● **EXERCISE TASK**:
In the entries below, locate each line containing the string "window" and copy those lines.
-- start DATA LINES --
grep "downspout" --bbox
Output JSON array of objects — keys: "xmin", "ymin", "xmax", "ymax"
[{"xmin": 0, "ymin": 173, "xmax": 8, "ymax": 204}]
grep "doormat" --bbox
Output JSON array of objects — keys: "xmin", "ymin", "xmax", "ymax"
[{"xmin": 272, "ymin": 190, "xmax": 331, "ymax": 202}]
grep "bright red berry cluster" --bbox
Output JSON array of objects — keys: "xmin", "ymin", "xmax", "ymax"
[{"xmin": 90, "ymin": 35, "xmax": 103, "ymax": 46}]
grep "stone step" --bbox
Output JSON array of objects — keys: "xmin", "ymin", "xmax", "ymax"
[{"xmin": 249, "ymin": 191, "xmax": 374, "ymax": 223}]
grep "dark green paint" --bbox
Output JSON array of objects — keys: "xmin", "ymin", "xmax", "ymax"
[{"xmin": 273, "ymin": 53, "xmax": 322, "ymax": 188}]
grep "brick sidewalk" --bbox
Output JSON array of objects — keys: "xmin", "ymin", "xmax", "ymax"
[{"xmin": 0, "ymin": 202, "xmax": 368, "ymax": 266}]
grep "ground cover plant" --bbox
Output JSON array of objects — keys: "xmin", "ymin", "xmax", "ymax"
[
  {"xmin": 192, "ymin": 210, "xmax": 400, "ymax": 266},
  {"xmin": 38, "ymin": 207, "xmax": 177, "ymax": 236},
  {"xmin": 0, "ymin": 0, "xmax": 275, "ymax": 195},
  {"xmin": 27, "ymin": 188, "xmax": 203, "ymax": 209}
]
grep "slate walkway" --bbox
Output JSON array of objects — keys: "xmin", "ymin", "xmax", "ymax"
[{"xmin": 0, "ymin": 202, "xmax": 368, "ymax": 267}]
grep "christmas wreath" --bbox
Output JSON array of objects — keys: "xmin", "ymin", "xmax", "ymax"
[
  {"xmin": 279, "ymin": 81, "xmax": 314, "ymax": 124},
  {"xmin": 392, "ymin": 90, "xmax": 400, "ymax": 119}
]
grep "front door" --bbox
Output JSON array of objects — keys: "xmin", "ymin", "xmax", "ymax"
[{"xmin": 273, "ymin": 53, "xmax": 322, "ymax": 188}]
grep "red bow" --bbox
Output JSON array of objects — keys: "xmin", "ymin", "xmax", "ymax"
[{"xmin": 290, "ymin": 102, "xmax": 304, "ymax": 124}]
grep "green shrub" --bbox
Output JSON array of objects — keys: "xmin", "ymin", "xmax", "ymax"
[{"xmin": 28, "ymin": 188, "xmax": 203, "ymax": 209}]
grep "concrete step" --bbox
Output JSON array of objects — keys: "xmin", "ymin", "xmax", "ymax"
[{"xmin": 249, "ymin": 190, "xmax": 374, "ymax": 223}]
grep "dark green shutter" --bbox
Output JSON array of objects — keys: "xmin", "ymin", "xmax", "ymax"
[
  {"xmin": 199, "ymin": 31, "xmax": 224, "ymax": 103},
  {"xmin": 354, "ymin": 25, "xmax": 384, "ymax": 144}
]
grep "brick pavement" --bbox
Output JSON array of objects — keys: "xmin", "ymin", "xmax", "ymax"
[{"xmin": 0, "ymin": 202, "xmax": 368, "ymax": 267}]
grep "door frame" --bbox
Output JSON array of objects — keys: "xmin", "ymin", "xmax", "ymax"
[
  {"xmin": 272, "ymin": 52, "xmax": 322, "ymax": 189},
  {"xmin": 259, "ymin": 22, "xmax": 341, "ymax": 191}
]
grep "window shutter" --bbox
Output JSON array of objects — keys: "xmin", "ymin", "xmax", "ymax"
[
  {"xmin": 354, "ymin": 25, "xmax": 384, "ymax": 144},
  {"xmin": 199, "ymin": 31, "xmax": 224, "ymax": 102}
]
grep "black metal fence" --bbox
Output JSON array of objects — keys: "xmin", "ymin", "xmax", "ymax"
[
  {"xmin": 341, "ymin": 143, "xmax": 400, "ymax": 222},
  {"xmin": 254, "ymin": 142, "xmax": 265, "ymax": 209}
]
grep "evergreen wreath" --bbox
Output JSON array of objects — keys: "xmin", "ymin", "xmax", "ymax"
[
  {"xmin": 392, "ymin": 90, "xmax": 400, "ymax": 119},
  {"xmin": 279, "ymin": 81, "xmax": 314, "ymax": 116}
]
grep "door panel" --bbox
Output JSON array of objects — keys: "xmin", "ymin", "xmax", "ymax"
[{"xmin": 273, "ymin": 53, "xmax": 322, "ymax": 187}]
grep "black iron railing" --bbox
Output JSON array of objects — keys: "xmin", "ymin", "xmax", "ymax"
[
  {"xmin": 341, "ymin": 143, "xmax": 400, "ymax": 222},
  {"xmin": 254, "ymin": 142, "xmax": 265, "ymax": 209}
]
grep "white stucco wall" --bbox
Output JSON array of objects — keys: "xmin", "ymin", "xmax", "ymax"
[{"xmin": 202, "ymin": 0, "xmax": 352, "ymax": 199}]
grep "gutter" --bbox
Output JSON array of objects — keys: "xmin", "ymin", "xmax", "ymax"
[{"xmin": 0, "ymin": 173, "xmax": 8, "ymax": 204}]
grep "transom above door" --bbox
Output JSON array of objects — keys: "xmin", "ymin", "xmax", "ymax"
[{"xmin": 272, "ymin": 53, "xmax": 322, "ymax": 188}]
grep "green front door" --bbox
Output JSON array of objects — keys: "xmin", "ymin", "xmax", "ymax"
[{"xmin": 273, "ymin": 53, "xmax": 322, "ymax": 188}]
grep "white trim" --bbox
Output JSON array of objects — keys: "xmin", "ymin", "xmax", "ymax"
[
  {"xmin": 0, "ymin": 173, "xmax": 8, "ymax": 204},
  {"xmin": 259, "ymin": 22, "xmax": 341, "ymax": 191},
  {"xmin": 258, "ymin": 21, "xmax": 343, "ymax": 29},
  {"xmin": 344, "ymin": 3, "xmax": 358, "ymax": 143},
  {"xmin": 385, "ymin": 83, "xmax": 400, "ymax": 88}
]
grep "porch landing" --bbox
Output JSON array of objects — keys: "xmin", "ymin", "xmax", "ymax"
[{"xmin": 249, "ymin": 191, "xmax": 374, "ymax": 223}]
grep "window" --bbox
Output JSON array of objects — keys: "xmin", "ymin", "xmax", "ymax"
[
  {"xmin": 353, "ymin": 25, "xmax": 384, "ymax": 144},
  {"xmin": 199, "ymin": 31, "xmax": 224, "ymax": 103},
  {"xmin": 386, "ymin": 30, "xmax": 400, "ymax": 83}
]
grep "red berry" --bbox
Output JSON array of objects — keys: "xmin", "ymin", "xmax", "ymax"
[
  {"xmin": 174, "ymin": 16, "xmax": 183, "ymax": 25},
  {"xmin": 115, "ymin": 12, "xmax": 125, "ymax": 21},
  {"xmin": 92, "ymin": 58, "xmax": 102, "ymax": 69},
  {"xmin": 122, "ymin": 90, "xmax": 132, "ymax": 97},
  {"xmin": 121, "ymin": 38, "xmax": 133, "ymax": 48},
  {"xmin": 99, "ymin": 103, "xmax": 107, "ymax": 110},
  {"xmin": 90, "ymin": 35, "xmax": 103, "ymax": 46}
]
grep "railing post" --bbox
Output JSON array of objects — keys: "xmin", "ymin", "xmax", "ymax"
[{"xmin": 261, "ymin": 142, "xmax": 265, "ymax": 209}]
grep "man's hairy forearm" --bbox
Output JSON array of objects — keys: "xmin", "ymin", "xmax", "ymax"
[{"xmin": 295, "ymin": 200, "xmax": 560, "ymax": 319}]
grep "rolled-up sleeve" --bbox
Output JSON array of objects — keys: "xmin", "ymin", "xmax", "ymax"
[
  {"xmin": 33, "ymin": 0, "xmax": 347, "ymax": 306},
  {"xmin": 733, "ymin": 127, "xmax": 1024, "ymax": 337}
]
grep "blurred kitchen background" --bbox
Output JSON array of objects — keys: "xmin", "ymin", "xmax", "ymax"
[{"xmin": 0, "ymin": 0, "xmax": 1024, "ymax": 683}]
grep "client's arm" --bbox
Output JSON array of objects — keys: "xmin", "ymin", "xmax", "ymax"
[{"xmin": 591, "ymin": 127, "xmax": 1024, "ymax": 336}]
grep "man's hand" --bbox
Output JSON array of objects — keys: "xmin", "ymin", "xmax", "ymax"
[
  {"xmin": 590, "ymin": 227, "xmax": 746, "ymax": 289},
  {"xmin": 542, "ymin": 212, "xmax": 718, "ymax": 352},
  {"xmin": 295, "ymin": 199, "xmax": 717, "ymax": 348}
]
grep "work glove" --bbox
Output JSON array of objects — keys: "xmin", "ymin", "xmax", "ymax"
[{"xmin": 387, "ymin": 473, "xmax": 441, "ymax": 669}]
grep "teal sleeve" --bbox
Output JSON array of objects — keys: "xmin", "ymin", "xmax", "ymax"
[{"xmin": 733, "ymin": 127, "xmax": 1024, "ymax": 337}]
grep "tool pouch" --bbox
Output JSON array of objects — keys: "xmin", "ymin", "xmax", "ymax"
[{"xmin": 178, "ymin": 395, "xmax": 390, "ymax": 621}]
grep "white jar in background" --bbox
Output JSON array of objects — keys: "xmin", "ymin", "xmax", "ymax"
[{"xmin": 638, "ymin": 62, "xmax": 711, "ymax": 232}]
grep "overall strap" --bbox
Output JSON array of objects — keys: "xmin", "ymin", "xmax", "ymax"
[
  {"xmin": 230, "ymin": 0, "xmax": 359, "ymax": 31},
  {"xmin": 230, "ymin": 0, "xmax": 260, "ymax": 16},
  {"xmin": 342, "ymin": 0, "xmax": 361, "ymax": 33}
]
-- end DATA LINES --
● **FINAL RESULT**:
grep "window shutter" --bbox
grep "window" --bbox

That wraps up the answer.